▸ Excerpt
____________
ARM Cortex-M Implementation

Registers saved (AAPCS):

sp (r13) - Stack pointer
r4-r11 - Callee-saved general purpose
lr (r14) - Link register (return address)
s16-s31 - FPU registers (if FPU enabled/CFIBER_ARM_FPU defined)

Assembly code structure:

switch_context:
    # Save current context
    mov r2, sp
    str r2, [r0], #4
    stmia r0!, {r4-r11}
    str lr, [r0], #4
    
    # Optional: save FPU registers
    vstmia r0!, {s16-s31}
    
    # Load new context
    ldr r2, [r1], #4
    mov sp, r2
    ldmia r1!, {r4-r11}
    ldr lr, [r1], #4
    
    # Optional: load FPU registers
    vldmia r1!, {s16-s31}
    
    bx lr  # Branch to address in link register

Notes:

Uses Thumb-2 instruction set
stmia/ldmia = store/load multiple, increment after
FPU instructions are conditional (not present on M0/M0+/M3)
bx lr = branch and exchange to address in link register

Fiber Lifecycle

┌─────────────────┐
│   Uninitialized │
└────────┬────────┘
         │
         │ init_fiber()
         │
         v
┌──────────────────┐
│   Ready to Run   │◄────────────┐
└────────┬─────────┘             │
         │                       │
         │ switch_context()      │ yield()
         │                       │
         v                       │
┌──────────────────┐             │
│     Running      │─────────────┘
└────────┬─────────┘
         │
         │ function returns
         │
         v
┌─────────────────┐
│    Completed    │
└─────────────────┘

State transitions:

Uninitialized → Ready
- User allocates stack
- Calls init_fiber() with function and user data
- Context is set up but fiber hasn't started yet
Ready → Running
- Scheduler calls switch_context() to the fiber
- Fiber starts executing from fiber_prologue
- User function begins running
Running → Ready
- Fiber explicitly yields by calling user-provided yield function
- Yield function calls switch_context() to switch to another fiber/scheduler
- Fiber's context is saved, can be resumed later
Running → Completed
- User function returns
- fiber_epilogue calls scheduler_return_fiber()
____________
▸ The data
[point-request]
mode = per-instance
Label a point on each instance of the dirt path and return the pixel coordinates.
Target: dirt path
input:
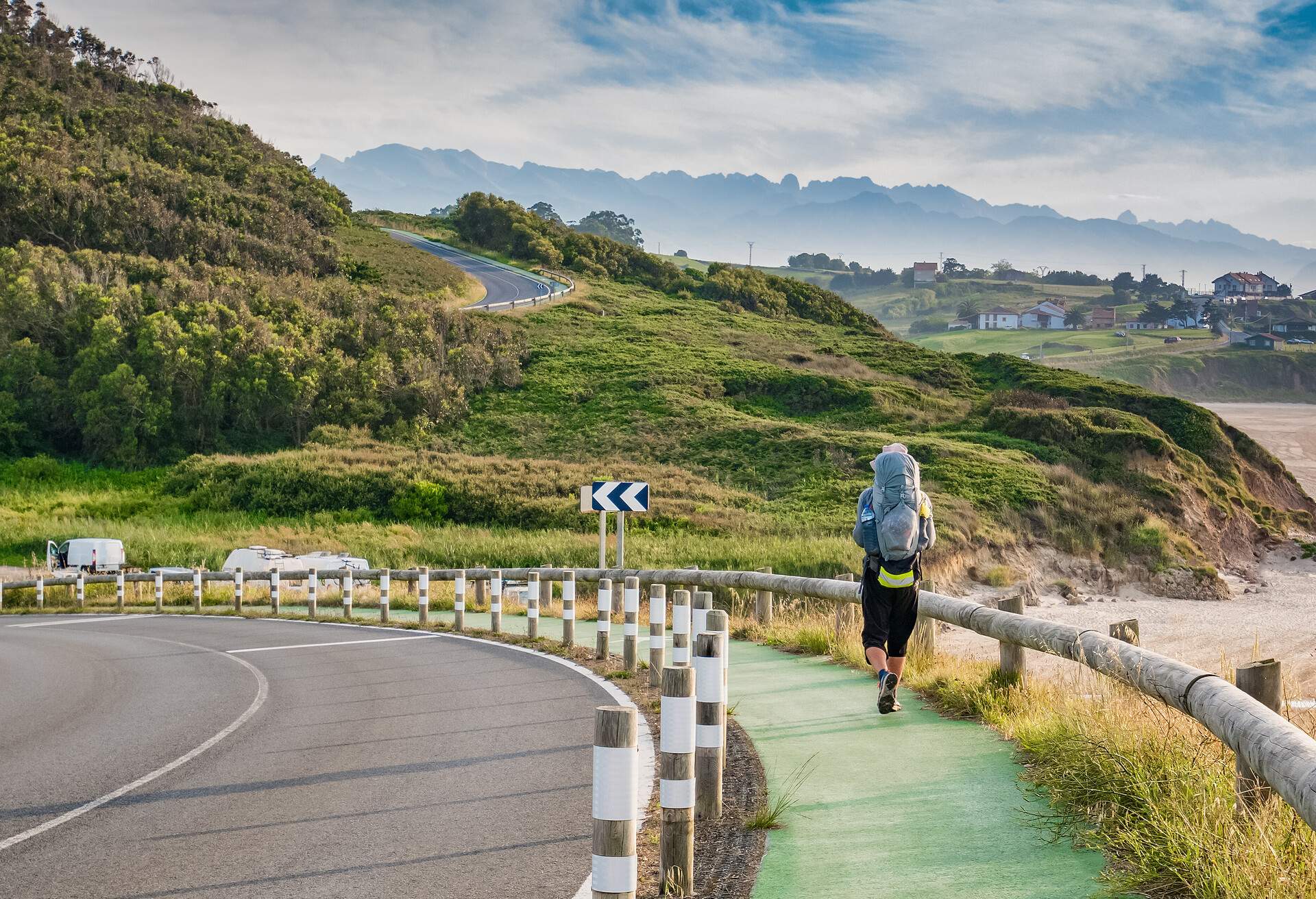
(1286, 430)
____________
▸ What is asked
1. Answer these questions from the excerpt, one line each:
(a) Which general-purpose registers are listed as callee-saved?
(b) On which cores are the FPU instructions not present?
(c) Which function does fiber_epilogue call when the user function returns?
2. Turn the whole listing above into a JSON list of strings, with one string for each line and no blank lines. Leave the picture out.

▸ Task-by-task solutions
1.
(a) r4-r11
(b) M0, M0+ and M3
(c) scheduler_return_fiber()

2.
[
  "[point-request]",
  "mode = per-instance",
  "Label a point on each instance of the dirt path and return the pixel coordinates.",
  "Target: dirt path",
  "input:",
  "(1286, 430)"
]